Community Columns

Progress of housing bubble's burst: Foreclosures, messy yards, mosquitoes

You've got to hand it to the subprime marketeers. They've managed to do what the dot-com debacle only flirted with: drag the entire nation into what amounts to an economic "swirly." Even folks with impeccable credit ratings are getting the gimlet eye from potential lenders, who were major contributors to the bursting bubble in the first place.

And those of us lacking the hubris to think we could buy into the American dream, or too young to even consider it, will continue to be affected. This mess stinks on many levels, and fiscal stagnation is a noxious gift that keeps on giving. Here's how.

While lien holders on foreclosure properties may be attentive to the cosmetic aspects of maintaining empty homes, keeping front yards well-manicured in anticipation of a market turnaround, some are very cavalier about the portions of property that can't be seen from the street. Thus, standing water, overgrowth of weeds or, in the unkindest cut of all, untended backyard ponds and pools, are creating mosquito nirvana. The temperature hasn't even approached optimum for hatching, but as of February, the East Side Mosquito Abatement District had seen an increase of 200 percent in reports of potential hatching sites.

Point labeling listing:

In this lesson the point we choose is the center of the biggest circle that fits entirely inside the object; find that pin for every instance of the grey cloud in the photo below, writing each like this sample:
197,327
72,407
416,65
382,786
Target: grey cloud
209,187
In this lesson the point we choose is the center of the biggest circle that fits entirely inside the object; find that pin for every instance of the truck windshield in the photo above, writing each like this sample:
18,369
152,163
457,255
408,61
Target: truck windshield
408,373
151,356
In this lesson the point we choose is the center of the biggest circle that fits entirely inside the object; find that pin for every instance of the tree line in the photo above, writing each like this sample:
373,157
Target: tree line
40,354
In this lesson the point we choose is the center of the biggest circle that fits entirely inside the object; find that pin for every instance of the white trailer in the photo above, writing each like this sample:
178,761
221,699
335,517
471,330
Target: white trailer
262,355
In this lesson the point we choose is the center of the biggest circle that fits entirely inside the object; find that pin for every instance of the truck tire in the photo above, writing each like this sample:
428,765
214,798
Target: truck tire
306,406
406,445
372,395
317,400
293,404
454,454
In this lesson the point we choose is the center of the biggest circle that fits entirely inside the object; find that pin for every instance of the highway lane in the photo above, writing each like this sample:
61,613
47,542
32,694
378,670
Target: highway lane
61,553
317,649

--

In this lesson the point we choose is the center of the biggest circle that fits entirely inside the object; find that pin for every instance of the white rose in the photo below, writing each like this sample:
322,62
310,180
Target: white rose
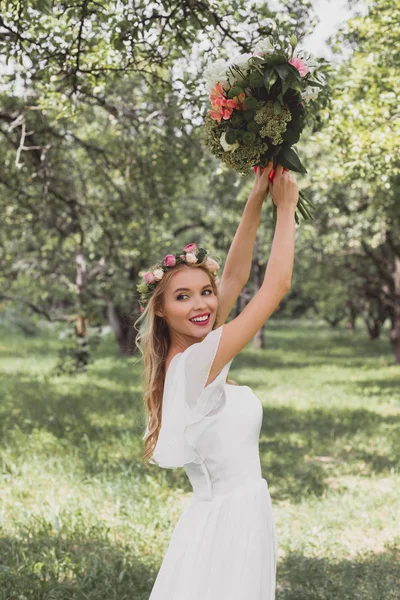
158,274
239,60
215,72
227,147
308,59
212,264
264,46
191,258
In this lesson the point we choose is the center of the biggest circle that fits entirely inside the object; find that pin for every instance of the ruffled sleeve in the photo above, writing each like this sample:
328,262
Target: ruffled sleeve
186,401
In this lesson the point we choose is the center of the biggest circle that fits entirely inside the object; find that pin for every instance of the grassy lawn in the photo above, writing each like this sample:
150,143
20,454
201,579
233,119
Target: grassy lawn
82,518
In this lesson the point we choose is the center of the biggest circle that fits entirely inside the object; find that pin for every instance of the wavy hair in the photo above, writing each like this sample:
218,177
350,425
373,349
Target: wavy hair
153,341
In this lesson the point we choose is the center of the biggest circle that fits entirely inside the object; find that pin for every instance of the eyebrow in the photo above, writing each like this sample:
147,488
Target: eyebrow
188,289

# [Directives]
1. Answer these questions from the column on the housing bubble:
(a) What do the subprime marketeers drag the entire nation into?
(b) What part of empty homes do some lien holders keep well-manicured?
(c) As of February, by what percentage had reports of potential hatching sites increased at the East Side Mosquito Abatement District?
2. Select every line of the listing that contains the string "Target".
The column and the listing have no connection to each other.

# [Results for the exercise]
1.
(a) An economic "swirly."
(b) The front yards.
(c) 200 percent.

2.
Target: grey cloud
Target: truck windshield
Target: tree line
Target: white trailer
Target: truck tire
Target: highway lane
Target: white rose
Target: ruffled sleeve
Target: grassy lawn
Target: wavy hair
Target: eyebrow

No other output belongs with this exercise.